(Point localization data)
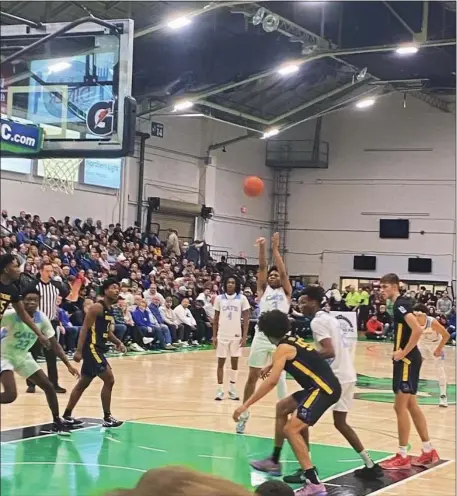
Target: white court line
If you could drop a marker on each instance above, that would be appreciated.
(74, 463)
(217, 457)
(46, 435)
(415, 476)
(112, 439)
(244, 435)
(153, 449)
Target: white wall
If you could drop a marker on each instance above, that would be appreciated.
(23, 192)
(334, 213)
(175, 170)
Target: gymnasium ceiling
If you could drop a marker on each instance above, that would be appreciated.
(228, 66)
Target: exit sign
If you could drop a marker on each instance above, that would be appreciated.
(157, 129)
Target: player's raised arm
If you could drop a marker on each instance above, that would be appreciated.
(25, 317)
(94, 311)
(437, 327)
(262, 275)
(278, 261)
(416, 331)
(113, 339)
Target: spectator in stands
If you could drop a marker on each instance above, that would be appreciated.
(386, 320)
(158, 321)
(171, 320)
(333, 296)
(352, 299)
(444, 304)
(143, 320)
(187, 320)
(153, 293)
(375, 329)
(173, 243)
(222, 265)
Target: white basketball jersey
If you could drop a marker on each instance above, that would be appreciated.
(325, 326)
(230, 308)
(428, 334)
(274, 299)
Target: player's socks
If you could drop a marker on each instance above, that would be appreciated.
(366, 459)
(427, 447)
(276, 454)
(311, 476)
(403, 451)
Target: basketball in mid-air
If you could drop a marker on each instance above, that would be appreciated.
(253, 186)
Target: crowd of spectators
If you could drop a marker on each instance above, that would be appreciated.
(168, 287)
(375, 314)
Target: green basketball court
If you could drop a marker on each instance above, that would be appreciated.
(93, 459)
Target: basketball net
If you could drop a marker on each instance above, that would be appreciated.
(59, 174)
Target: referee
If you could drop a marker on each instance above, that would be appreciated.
(49, 291)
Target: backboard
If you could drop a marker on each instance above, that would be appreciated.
(65, 89)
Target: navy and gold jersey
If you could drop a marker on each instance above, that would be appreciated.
(97, 335)
(309, 369)
(402, 307)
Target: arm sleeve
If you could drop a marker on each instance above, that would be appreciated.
(319, 330)
(244, 304)
(15, 294)
(46, 326)
(402, 309)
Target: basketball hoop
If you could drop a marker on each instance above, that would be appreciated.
(59, 174)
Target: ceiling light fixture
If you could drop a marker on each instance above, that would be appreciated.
(271, 132)
(288, 69)
(407, 50)
(185, 105)
(180, 22)
(59, 66)
(365, 103)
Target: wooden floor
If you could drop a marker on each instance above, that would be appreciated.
(178, 389)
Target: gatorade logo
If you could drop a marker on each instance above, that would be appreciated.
(100, 119)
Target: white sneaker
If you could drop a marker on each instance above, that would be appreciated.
(233, 395)
(136, 348)
(241, 425)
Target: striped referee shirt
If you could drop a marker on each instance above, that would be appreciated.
(49, 291)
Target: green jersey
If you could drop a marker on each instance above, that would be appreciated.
(19, 337)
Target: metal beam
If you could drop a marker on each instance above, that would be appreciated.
(194, 13)
(399, 18)
(314, 101)
(310, 58)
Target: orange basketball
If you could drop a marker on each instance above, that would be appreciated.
(253, 186)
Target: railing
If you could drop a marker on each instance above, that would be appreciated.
(297, 154)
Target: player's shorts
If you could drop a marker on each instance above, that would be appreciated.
(94, 363)
(261, 351)
(406, 375)
(313, 403)
(427, 350)
(23, 366)
(228, 348)
(347, 397)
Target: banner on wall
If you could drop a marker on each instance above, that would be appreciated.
(348, 326)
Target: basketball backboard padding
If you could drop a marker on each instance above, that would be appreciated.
(76, 86)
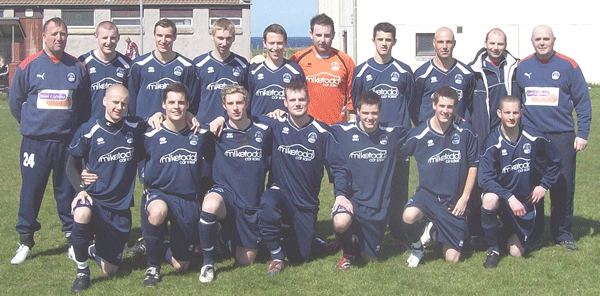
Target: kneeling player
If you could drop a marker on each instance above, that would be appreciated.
(301, 146)
(239, 170)
(370, 152)
(173, 156)
(109, 147)
(513, 181)
(447, 158)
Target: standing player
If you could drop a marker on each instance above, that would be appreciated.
(172, 172)
(301, 146)
(109, 146)
(105, 65)
(49, 98)
(328, 73)
(217, 69)
(151, 73)
(447, 158)
(239, 170)
(266, 80)
(509, 177)
(494, 69)
(552, 85)
(392, 80)
(370, 151)
(442, 70)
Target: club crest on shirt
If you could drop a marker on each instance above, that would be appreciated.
(455, 139)
(335, 66)
(120, 72)
(287, 78)
(527, 148)
(258, 136)
(458, 78)
(383, 140)
(178, 71)
(71, 77)
(193, 139)
(129, 137)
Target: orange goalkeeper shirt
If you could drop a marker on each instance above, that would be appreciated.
(329, 83)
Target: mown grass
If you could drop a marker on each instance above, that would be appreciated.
(548, 271)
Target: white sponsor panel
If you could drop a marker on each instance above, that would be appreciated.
(247, 152)
(541, 96)
(181, 155)
(55, 99)
(120, 154)
(371, 154)
(447, 156)
(298, 151)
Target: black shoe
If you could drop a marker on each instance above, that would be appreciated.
(152, 277)
(138, 248)
(491, 260)
(570, 245)
(82, 282)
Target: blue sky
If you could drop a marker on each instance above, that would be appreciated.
(294, 16)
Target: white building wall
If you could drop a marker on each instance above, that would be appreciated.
(573, 24)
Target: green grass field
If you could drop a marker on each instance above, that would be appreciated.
(549, 271)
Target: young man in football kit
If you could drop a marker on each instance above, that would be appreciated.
(267, 80)
(239, 168)
(446, 153)
(172, 171)
(370, 151)
(301, 146)
(392, 80)
(105, 65)
(518, 165)
(109, 147)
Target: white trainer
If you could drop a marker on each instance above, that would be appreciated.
(22, 254)
(207, 274)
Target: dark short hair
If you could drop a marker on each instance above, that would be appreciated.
(368, 97)
(166, 23)
(296, 85)
(274, 28)
(323, 20)
(234, 89)
(384, 27)
(509, 99)
(177, 87)
(57, 21)
(446, 92)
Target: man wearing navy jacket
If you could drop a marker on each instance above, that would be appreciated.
(513, 181)
(552, 85)
(49, 98)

(Problem to work on) From the entries, give the number of lines where the string "white" is found, and nothing else.

(Result) 7